_Task instructions_. Go to the line in the data below that contains "of the cultivated". Write it out exactly, along with every later line through the last, and nothing else.

***** Dataset *****

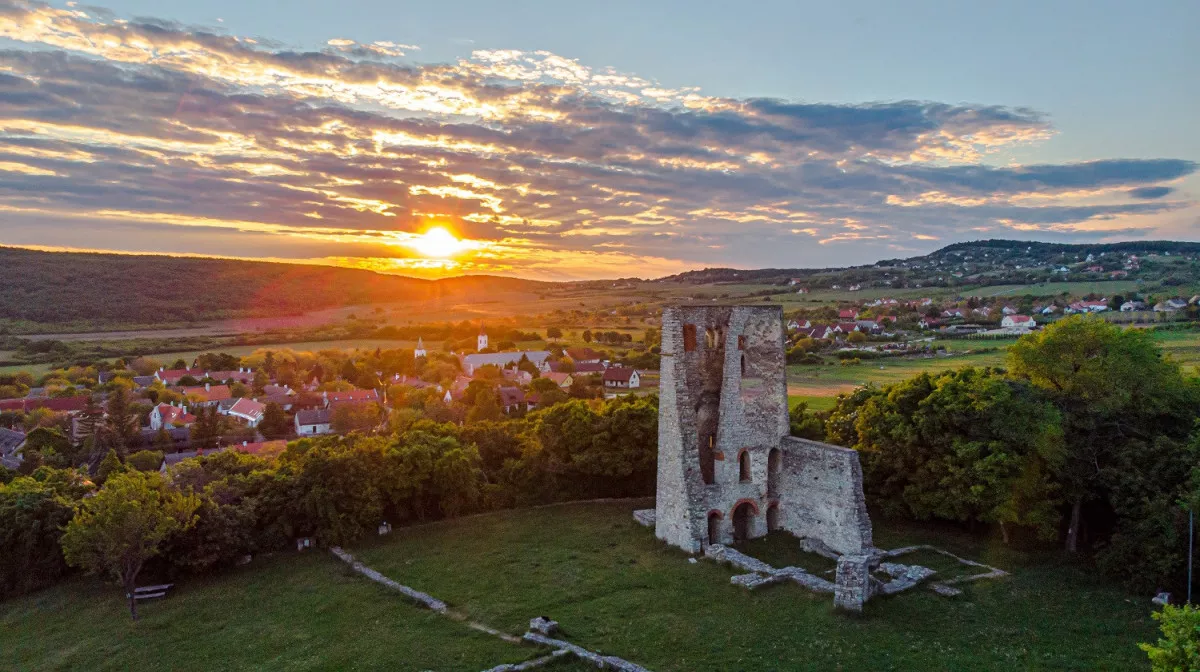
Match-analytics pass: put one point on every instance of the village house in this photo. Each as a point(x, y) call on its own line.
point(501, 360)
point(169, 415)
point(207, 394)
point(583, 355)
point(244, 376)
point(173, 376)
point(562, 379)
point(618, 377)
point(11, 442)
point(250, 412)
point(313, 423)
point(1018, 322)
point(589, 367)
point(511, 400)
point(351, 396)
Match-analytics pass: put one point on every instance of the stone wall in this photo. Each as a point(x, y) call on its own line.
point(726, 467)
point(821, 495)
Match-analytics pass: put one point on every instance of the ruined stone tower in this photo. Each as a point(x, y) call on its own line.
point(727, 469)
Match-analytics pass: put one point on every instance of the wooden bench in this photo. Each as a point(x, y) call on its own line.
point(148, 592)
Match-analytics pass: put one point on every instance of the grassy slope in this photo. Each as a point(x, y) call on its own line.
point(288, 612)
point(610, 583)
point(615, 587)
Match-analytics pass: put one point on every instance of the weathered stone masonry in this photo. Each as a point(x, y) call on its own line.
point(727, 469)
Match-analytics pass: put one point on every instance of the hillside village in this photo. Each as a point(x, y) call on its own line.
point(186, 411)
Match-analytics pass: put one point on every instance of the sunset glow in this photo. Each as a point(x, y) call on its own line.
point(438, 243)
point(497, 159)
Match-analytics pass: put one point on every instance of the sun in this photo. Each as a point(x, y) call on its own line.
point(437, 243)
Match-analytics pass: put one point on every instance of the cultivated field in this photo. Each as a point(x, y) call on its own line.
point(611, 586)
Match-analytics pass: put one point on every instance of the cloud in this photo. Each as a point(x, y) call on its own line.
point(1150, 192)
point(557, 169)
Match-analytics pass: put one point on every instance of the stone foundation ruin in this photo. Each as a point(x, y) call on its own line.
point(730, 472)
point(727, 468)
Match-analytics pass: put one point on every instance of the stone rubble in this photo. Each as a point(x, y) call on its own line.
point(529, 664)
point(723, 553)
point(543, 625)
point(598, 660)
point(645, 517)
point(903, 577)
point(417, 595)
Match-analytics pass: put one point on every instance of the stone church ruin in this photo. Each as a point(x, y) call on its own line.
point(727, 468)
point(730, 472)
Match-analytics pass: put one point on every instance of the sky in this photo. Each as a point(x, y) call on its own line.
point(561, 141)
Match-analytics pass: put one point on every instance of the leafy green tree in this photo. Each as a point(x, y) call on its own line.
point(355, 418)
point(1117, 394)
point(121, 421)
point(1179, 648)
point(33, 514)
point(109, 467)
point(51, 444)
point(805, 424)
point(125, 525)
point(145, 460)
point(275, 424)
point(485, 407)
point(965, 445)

*****

_Answer to the exercise_.
Match-analytics pass: put one point on every instance of the cultivated field in this photo. Each as a point(x, y) call on its own line.
point(611, 586)
Match-analytics pass: put one point on every instance of the cloud in this photo. Each as a point(x, y) call on its own line.
point(1150, 192)
point(557, 169)
Match-analytics pass: put one point on every instance of the stone foundation ruin in this photo. Each as a point(x, y) call on its own line.
point(730, 472)
point(727, 468)
Match-analytics pass: put one point on every instance of the stone rubble in this photo. Each as a point(x, y) call on its own line.
point(529, 664)
point(723, 553)
point(543, 625)
point(598, 660)
point(645, 517)
point(903, 577)
point(417, 595)
Match-analytics pass: put one point on every instance of the stone church ruin in this photo. Each as a point(x, y) call on its own line.
point(727, 468)
point(730, 472)
Match-analytics pass: put one point on every instance of the sky in this photo. Each as a point(x, y) call on its own line.
point(561, 141)
Match-analytics pass: put one point on every instance of the leafy green tree in this photo. Each as a point(x, y) call on its own line.
point(355, 418)
point(1117, 394)
point(121, 421)
point(1179, 648)
point(33, 514)
point(109, 467)
point(51, 444)
point(805, 424)
point(125, 525)
point(145, 460)
point(275, 424)
point(485, 407)
point(965, 445)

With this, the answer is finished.